Aim of the task: Format the stretch from the line containing "Expected: one point per instance of the large" through the last line of the entries as a numbered list, leaving out any blank lines. Include only that stretch.

Coordinate annotation entries:
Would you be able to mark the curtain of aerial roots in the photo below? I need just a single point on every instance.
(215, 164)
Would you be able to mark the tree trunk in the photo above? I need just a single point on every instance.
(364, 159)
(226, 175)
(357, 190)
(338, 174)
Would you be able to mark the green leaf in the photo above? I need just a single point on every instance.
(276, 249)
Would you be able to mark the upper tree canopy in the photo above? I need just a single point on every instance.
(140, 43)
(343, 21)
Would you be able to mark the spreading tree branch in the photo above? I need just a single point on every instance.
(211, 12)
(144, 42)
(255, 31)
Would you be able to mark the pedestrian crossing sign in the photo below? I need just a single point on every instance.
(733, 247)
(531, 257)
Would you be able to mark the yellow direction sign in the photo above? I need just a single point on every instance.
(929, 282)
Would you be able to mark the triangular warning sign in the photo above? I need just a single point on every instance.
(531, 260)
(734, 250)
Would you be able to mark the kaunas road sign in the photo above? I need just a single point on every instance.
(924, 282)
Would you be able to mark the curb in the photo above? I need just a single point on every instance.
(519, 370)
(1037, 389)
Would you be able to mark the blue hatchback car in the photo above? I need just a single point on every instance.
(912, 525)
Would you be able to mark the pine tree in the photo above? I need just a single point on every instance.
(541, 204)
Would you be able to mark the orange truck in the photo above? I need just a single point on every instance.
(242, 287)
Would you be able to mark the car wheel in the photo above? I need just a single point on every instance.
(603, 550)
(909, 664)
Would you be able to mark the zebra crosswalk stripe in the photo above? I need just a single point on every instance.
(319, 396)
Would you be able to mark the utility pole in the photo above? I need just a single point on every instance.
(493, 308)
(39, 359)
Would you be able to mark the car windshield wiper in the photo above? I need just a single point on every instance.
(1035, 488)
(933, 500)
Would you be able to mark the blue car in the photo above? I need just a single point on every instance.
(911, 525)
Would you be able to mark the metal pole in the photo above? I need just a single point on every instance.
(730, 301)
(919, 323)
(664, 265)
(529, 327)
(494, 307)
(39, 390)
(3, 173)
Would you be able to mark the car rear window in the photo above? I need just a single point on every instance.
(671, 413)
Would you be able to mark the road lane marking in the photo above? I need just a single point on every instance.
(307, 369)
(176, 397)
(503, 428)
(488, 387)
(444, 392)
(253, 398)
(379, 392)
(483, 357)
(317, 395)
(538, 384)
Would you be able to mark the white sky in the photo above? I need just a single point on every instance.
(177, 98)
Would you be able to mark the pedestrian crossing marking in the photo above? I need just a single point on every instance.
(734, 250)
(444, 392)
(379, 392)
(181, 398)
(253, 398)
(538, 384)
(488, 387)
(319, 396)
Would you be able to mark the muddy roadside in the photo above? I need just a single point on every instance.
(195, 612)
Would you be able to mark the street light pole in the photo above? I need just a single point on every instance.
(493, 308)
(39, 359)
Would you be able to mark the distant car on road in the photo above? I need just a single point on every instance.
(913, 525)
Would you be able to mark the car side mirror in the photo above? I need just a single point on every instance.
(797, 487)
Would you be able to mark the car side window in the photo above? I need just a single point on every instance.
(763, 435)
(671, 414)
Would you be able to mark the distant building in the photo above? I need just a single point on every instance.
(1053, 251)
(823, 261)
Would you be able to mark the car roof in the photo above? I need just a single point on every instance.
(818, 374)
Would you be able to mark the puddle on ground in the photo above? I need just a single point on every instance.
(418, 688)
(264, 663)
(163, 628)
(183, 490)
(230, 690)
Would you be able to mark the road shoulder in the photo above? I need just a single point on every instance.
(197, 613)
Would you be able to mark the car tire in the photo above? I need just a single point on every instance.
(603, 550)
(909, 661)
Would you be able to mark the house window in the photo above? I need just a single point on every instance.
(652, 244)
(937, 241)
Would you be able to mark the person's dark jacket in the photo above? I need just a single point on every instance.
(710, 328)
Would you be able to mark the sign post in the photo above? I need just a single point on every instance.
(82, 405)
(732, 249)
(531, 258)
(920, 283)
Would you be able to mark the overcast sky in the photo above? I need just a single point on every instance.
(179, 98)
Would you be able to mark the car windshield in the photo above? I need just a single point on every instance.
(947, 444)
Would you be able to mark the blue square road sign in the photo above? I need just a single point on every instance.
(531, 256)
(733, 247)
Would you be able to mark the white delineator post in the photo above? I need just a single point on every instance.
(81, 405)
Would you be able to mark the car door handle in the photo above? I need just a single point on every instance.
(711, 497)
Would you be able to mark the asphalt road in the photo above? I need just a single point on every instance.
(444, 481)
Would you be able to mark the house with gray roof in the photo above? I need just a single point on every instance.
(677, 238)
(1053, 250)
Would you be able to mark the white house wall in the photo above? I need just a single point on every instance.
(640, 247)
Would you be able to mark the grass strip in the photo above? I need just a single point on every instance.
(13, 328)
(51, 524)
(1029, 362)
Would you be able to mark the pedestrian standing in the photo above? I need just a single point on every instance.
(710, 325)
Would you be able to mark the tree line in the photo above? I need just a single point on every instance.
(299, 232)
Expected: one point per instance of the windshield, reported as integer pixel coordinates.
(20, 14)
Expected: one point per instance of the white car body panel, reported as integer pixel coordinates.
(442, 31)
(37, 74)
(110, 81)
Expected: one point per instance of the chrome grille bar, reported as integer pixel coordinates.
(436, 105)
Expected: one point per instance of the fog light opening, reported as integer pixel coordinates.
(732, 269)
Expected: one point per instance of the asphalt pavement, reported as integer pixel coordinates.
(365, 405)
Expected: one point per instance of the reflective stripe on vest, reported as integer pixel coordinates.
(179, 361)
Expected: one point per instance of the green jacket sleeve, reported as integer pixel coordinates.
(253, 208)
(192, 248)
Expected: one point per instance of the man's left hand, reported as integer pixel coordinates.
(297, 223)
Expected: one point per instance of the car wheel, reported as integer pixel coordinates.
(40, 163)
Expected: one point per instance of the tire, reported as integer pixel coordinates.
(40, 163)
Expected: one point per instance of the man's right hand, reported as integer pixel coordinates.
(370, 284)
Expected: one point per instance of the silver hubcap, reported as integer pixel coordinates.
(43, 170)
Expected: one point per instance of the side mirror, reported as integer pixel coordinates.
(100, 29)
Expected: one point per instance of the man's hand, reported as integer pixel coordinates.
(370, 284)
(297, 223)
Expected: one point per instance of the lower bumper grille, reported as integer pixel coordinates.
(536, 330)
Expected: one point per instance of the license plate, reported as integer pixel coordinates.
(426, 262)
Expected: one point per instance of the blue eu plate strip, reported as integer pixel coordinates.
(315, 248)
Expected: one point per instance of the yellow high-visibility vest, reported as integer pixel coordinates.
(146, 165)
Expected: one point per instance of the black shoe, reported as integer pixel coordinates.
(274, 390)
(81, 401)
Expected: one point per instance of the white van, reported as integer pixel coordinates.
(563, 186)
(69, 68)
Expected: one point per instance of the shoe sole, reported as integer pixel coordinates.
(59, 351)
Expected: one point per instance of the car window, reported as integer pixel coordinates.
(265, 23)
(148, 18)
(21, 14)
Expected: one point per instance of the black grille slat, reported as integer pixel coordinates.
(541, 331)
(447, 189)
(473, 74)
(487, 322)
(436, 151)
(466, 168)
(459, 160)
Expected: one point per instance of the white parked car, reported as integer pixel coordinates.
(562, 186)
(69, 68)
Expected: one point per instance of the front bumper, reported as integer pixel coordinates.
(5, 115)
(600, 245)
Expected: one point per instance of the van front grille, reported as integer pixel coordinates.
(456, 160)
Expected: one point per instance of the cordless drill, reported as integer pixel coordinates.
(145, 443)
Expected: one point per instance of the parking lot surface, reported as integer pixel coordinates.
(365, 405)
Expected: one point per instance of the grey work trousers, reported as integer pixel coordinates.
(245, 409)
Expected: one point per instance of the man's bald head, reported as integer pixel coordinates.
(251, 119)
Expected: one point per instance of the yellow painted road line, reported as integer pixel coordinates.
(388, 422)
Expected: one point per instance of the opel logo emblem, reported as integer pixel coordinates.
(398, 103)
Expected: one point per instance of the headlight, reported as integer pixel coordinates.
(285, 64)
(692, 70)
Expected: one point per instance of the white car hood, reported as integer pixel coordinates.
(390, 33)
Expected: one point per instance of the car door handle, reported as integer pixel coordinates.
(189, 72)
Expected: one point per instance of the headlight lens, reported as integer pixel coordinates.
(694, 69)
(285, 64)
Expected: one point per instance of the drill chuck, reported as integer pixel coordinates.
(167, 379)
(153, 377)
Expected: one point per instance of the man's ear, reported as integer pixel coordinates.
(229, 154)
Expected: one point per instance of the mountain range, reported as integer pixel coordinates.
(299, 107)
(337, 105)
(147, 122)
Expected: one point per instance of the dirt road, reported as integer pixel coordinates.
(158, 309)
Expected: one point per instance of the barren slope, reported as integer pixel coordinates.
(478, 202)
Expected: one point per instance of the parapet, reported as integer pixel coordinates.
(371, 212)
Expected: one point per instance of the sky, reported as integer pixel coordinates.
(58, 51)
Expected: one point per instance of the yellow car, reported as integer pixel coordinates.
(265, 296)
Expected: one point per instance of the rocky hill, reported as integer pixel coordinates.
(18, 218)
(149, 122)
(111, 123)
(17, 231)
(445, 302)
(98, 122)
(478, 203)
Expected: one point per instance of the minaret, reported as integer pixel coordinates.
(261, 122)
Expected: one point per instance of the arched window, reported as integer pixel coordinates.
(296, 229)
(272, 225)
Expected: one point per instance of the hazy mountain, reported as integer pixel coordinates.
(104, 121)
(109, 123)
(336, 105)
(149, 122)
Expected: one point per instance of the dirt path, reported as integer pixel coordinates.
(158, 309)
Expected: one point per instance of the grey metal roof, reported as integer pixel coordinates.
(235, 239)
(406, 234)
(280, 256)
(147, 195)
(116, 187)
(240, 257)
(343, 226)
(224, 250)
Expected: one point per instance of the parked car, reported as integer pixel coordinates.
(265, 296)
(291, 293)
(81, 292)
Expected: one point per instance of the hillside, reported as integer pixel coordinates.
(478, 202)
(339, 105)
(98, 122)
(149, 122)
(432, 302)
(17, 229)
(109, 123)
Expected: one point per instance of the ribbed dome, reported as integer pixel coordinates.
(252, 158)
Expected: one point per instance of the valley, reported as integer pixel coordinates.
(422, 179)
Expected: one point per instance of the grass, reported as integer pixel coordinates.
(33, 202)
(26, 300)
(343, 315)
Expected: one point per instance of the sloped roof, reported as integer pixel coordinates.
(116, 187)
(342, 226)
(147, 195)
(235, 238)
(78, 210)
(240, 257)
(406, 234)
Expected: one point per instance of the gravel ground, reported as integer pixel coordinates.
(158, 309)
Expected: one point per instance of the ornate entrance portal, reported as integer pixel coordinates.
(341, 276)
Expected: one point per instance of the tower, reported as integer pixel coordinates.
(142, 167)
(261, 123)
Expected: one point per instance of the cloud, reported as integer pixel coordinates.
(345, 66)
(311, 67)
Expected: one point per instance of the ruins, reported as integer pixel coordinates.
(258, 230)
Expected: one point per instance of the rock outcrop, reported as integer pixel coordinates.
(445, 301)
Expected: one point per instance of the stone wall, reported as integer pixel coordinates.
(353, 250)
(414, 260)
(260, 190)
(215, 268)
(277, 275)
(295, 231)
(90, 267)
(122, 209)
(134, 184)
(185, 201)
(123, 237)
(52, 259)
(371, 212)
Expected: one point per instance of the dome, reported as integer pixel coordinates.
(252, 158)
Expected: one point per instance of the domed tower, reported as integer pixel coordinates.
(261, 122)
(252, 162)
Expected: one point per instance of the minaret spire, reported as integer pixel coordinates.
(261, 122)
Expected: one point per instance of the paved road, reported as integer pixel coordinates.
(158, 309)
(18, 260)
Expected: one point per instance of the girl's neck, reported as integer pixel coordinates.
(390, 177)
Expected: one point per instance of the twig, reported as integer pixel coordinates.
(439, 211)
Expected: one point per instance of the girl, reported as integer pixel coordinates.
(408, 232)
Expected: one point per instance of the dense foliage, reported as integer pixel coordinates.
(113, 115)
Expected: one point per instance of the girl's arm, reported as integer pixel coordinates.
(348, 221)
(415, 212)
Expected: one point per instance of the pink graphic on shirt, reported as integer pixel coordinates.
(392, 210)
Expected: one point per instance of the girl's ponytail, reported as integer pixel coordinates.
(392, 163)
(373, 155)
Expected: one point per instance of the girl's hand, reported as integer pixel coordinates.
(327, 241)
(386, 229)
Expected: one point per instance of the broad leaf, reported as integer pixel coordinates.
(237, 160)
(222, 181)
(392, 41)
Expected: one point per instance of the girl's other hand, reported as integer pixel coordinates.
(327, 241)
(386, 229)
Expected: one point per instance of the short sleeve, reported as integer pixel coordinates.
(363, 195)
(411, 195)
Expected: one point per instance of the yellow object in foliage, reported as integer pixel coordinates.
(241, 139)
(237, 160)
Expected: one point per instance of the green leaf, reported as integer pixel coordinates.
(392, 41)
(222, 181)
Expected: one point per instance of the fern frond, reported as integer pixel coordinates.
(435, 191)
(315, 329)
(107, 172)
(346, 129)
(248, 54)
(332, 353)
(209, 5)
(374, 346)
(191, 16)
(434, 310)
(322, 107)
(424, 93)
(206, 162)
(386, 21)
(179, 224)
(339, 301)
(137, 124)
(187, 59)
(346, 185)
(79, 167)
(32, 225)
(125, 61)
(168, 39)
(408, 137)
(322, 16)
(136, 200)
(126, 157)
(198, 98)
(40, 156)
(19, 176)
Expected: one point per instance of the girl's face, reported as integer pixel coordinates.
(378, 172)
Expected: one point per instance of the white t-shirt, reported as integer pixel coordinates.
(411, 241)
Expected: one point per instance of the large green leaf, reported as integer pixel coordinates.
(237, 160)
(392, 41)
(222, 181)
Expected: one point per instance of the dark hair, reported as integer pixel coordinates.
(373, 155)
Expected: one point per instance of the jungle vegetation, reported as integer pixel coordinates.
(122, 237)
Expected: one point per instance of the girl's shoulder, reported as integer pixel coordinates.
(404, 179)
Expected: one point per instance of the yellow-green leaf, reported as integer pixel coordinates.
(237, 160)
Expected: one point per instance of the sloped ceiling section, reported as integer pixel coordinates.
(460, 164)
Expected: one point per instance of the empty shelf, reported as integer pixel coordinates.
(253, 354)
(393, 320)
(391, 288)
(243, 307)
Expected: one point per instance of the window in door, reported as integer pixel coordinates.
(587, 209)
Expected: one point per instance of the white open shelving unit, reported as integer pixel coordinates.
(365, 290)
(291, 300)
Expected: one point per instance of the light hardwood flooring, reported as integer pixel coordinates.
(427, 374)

Complete response:
1. Expected: one point per instance of the large green leaf, reported as integer pixel coordinates.
2. (237, 160)
3. (392, 41)
4. (222, 181)
5. Expected: one point per instance of the dark hair, reported as integer pixel coordinates.
6. (373, 155)
7. Expected: one point per instance of the jungle vegetation, reported as integer pixel coordinates.
8. (122, 237)
9. Expected: one point per instance of the girl's shoulder, reported as integer pixel coordinates.
10. (404, 179)
11. Expected: one point per instance of the yellow-green leaf, reported as integer pixel coordinates.
12. (237, 160)
13. Expected: one point per instance of the sloped ceiling section, reported as integer pixel coordinates.
14. (460, 164)
15. Expected: one point per instance of the empty shelf, reported as integer pixel coordinates.
16. (253, 354)
17. (393, 320)
18. (391, 288)
19. (243, 307)
20. Expected: one point per instance of the window in door, reported as integer pixel coordinates.
21. (587, 209)
22. Expected: one point per instance of the white open shelving unit, reported as integer pixel coordinates.
23. (365, 290)
24. (291, 300)
25. Expected: one point per instance of the light hardwood flooring, reported as integer pixel coordinates.
26. (427, 374)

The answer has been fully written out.